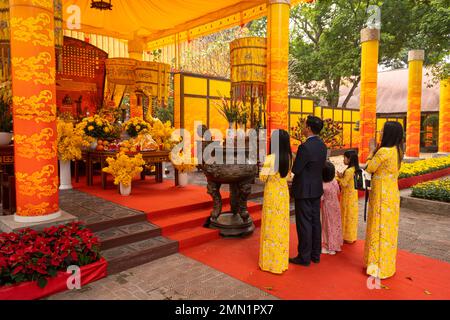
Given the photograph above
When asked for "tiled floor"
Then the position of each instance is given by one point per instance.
(179, 277)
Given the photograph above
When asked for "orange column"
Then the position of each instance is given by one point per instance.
(34, 109)
(368, 97)
(135, 50)
(444, 116)
(415, 59)
(277, 64)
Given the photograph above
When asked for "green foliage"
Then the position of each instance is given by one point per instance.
(331, 133)
(438, 190)
(325, 42)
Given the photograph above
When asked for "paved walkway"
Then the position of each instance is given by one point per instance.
(178, 277)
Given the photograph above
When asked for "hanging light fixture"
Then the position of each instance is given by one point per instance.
(101, 5)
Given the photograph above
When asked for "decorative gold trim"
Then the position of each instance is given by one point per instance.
(416, 55)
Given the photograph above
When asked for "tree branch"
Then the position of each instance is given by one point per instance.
(350, 93)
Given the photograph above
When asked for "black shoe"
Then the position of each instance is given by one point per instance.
(299, 262)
--------------------------------------------------
## Exercise requirements
Every entry must be transcribed exactly. Pictures do not belong in the copy.

## Response
Given the photograph above
When asked for "tiled floor"
Then the position of each instance is given by one point per instance.
(179, 277)
Given the photograph above
When asked for "orange column"
Then the position of each instance is given by one point per instance.
(34, 109)
(368, 97)
(135, 50)
(444, 116)
(415, 59)
(277, 64)
Given the photograph above
When asked for "green foliage"
Then the position of each instance is given by one point per instance.
(331, 133)
(438, 190)
(325, 42)
Given the photograph above
When asked for "paved walkway"
Then the position of each instance is given by one point per instance.
(178, 277)
Given the photograph above
When asked for "hanging light fixture"
Then the position of each instance is given by one point per instance.
(101, 5)
Given the photograph above
When asked for "decorative gold trim"
Then the position of each instance is given by one point per instance.
(416, 55)
Given the photograph above
When asked for "tree branch"
Then the position of each instance is given by one point per instance.
(350, 93)
Given the photograph above
When asked for "black shoe"
Then the position of each instance is given by one point per instance.
(299, 262)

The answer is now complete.